■ **Trecho do documento**
────────────────

Mas, já há algum tempo, por movimentos próprios da vida coletiva, tenho me esforçado no sentido de conquistar maior comunicabilidade, levado que sou, cada vez mais, por uma urgência de que a palavra aja no mundo, o transforme… e as experimentações seguem, mas jogando com outras estruturas, por exemplo, em poemas em que tento “romper a página” no diálogo direto com o leitor; outros em que versejo notícias de jornal, documentos oficiais, fazendo do cotidiano o espanto; ou revelando as próprias estruturas do poema, o que não está à vista, desfetichizando a escritura, ou, ainda, na construção de poemas “performáticos”, moldes de poemas a serem preenchidos por qualquer um, e, também, poemas-pixo, como dizem, feitos para circular em muros, paredes, camisetas, como neste curtinho: “Quem TRANS forma / o CIS tema / faz o meu gênero”. Nessa busca da palavra-ação, do agir a poesia, cheguei mesmo às raias de negar a escrita e, como Rimbaud, beiro, muitas vezes, o abandono da palavra, nesse anseio de fazer da vida, do mundo, a verdadeira poesia:
abandona as palavras que dizem nada com nada faz das mãos sua boca só diz coisa com coisa
…mas a palavra sempre volta, Adriana, sempre me acolhe, ela me é necessária e duvido que a abandone definitivamente, por mais que a palhaçaria venha tomando cada vez mais espaço e tempo.
Sobre o amor, querida poeta, piso com delicadeza nesse terreno. São terras férteis, mas também movediças. Como você, Adriana, já soube bem desse amor envolto em escuros que você mencionou em sua carta, já sofri muito… não é fácil abraçar e se vincular sabendo da perda, da morte inevitável… esta sociedade nos fragmentou e isolou (não só o corona) e é difícil juntar os cacos, que colados, estranhos, nos espiam do aparador, como ironizava Drummond… amor e dor, as rimas mais esdrúxulas da poesia mundial… mas, igualmente, as mais inegáveis.

────────────────

■ **Dados de origem**
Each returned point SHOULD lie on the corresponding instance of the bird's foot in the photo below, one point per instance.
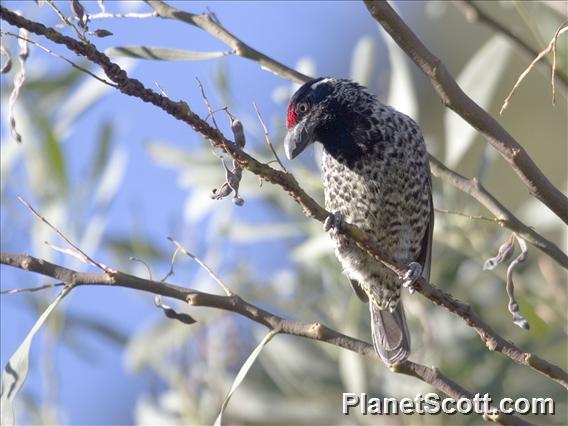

────────────────

■ **Requisitos da tarefa**
No trecho sobre poesia, onde os poemas-pixo são feitos para circular? As linhas não têm nenhuma relação com o trecho.

■ **Resposta da tarefa**
Em muros, paredes e camisetas.